**Goal of the exercise**
Which lines in the listing below contain the string "face"? Collect every one of them.

----

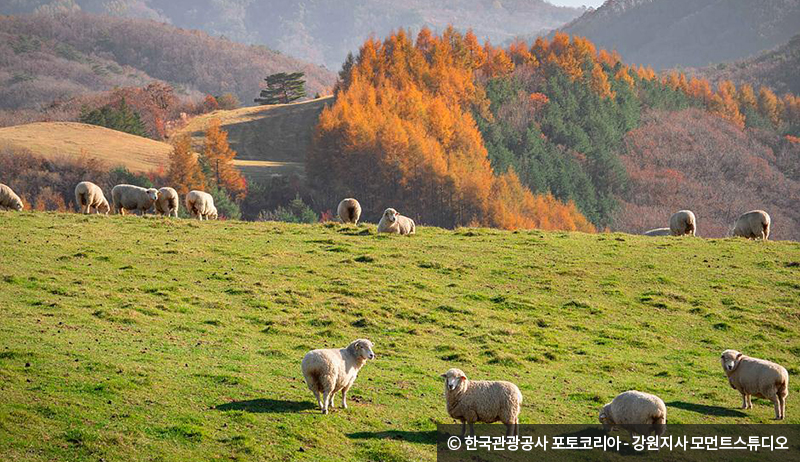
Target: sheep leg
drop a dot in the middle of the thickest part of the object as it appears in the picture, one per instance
(325, 399)
(777, 401)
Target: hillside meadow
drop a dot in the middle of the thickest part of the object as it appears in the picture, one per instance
(128, 338)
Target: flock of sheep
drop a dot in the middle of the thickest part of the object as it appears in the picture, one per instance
(754, 224)
(329, 371)
(127, 198)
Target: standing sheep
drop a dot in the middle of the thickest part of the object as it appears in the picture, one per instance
(753, 225)
(658, 232)
(133, 198)
(9, 199)
(682, 223)
(329, 370)
(751, 376)
(349, 211)
(486, 401)
(89, 196)
(200, 205)
(637, 412)
(393, 222)
(168, 202)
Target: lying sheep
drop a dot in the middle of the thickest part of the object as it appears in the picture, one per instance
(9, 199)
(486, 401)
(349, 211)
(168, 202)
(682, 223)
(330, 370)
(752, 225)
(637, 412)
(393, 222)
(201, 205)
(89, 196)
(133, 198)
(658, 232)
(751, 376)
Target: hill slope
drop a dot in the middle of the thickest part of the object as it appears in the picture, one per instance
(670, 33)
(777, 68)
(270, 139)
(70, 139)
(102, 356)
(47, 58)
(324, 31)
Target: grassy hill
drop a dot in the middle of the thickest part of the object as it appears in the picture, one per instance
(71, 139)
(130, 338)
(267, 139)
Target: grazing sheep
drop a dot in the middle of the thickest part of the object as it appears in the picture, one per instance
(637, 412)
(89, 196)
(133, 198)
(9, 199)
(682, 223)
(349, 211)
(486, 401)
(658, 232)
(393, 222)
(751, 376)
(753, 225)
(168, 202)
(330, 370)
(201, 205)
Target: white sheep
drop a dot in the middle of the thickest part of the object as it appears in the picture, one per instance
(486, 401)
(393, 222)
(637, 412)
(683, 222)
(201, 205)
(133, 198)
(9, 199)
(329, 370)
(168, 202)
(349, 210)
(753, 225)
(752, 376)
(89, 196)
(658, 232)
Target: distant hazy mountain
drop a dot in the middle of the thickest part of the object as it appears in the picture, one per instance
(671, 33)
(323, 31)
(778, 68)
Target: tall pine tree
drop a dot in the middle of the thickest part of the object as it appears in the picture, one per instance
(283, 88)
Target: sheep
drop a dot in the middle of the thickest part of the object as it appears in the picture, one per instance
(486, 401)
(201, 205)
(327, 371)
(9, 199)
(658, 232)
(349, 210)
(683, 222)
(168, 202)
(752, 225)
(133, 198)
(393, 222)
(637, 412)
(751, 376)
(89, 196)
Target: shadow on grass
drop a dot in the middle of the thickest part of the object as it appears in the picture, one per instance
(423, 437)
(262, 405)
(718, 411)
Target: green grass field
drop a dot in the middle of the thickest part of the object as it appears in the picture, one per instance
(126, 338)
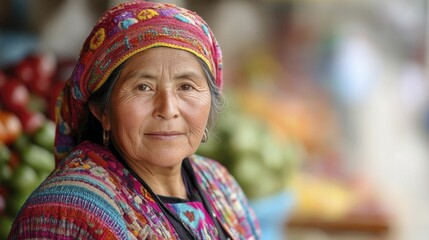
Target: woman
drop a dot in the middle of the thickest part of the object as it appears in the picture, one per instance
(142, 97)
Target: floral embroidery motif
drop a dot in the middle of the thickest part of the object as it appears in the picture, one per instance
(124, 25)
(147, 14)
(97, 39)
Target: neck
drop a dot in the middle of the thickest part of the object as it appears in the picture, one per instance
(163, 181)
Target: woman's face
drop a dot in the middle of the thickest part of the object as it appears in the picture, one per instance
(159, 107)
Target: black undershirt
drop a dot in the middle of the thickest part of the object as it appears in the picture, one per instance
(194, 194)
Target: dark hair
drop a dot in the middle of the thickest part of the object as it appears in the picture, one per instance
(93, 130)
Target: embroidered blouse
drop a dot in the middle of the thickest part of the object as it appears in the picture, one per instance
(91, 195)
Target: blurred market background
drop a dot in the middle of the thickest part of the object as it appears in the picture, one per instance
(326, 124)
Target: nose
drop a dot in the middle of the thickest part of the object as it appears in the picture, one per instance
(166, 105)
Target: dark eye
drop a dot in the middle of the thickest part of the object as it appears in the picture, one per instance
(143, 87)
(186, 87)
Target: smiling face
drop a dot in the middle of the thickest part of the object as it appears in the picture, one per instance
(159, 108)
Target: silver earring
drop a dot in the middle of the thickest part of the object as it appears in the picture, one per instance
(106, 138)
(205, 135)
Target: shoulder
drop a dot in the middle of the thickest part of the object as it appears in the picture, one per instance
(79, 197)
(226, 196)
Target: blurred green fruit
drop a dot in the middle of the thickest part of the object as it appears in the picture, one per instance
(24, 179)
(45, 136)
(5, 226)
(38, 158)
(5, 173)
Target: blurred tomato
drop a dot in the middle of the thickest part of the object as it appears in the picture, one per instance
(10, 127)
(31, 120)
(14, 95)
(37, 72)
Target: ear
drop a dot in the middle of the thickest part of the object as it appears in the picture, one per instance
(101, 115)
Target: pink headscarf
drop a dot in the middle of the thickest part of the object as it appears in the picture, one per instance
(120, 33)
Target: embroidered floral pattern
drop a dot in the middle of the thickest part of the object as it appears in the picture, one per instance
(97, 39)
(147, 14)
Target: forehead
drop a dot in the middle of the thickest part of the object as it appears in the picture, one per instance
(160, 56)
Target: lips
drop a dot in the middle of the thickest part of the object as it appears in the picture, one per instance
(164, 134)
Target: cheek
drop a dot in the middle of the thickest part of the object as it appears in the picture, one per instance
(126, 116)
(197, 113)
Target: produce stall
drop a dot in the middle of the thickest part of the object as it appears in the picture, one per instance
(28, 92)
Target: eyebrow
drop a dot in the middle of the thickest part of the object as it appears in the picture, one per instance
(182, 75)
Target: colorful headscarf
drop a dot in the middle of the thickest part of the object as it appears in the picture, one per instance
(120, 33)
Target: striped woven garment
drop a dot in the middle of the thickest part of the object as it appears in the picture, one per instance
(91, 195)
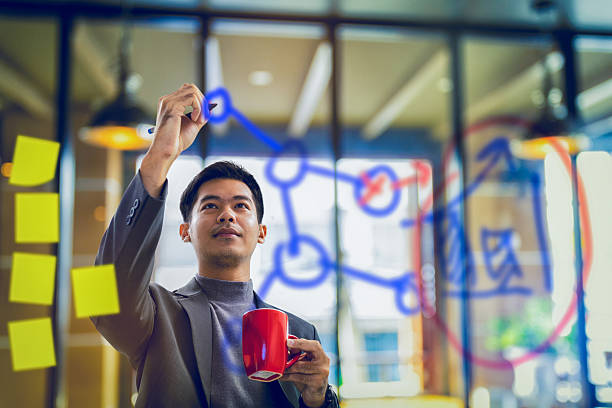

----

**Exercise output**
Target: woman's face
Target: smiling face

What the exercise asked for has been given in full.